> [Task to complete] Please rewrite the rows below that start at the line containing "Look at the photo above. For each instance of the cabinet" and end with the last row, swapping "cabinet door" for "pantry door" and leaving everything else unchanged.
## Start
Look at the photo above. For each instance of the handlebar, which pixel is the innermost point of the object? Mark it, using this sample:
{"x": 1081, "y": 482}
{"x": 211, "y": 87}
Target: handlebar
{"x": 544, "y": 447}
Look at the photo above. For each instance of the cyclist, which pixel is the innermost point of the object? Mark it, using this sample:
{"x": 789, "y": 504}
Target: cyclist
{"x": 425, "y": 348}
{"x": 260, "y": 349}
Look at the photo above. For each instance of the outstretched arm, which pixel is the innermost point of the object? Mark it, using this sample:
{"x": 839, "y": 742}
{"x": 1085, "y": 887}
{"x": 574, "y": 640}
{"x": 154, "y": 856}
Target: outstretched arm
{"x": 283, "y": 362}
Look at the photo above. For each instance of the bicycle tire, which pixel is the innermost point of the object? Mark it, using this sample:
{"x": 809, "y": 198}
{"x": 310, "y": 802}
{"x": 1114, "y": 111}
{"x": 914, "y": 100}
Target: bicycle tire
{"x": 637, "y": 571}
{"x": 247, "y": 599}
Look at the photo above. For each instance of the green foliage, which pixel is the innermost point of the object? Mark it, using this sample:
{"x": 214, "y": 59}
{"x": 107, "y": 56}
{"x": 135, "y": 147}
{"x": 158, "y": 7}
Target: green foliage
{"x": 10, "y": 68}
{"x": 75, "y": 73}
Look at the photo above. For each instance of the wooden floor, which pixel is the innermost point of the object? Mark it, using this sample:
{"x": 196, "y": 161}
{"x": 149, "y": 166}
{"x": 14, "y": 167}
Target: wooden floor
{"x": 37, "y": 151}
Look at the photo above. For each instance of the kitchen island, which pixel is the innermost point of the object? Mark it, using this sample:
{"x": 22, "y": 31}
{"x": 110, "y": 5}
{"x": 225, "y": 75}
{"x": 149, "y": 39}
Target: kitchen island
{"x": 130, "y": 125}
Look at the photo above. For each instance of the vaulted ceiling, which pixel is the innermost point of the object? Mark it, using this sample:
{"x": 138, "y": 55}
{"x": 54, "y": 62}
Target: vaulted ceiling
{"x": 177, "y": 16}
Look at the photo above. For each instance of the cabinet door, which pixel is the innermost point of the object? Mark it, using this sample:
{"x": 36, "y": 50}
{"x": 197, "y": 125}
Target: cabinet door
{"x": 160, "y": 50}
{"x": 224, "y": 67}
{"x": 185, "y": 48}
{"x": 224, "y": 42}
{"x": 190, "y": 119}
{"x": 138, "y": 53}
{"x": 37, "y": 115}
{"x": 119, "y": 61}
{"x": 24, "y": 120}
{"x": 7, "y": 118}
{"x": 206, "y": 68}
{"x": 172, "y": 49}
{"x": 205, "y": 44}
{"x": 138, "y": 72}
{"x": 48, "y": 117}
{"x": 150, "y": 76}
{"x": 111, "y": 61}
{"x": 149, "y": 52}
## End
> [Right answer]
Look at the photo above. For each instance of the pantry door, which pixel is the innermost point of the object? Mark it, using this sample:
{"x": 36, "y": 50}
{"x": 197, "y": 125}
Target: pantry door
{"x": 160, "y": 50}
{"x": 224, "y": 67}
{"x": 185, "y": 48}
{"x": 224, "y": 42}
{"x": 190, "y": 119}
{"x": 138, "y": 53}
{"x": 37, "y": 115}
{"x": 119, "y": 61}
{"x": 24, "y": 120}
{"x": 7, "y": 118}
{"x": 206, "y": 68}
{"x": 172, "y": 49}
{"x": 205, "y": 44}
{"x": 138, "y": 72}
{"x": 48, "y": 117}
{"x": 150, "y": 76}
{"x": 111, "y": 61}
{"x": 149, "y": 52}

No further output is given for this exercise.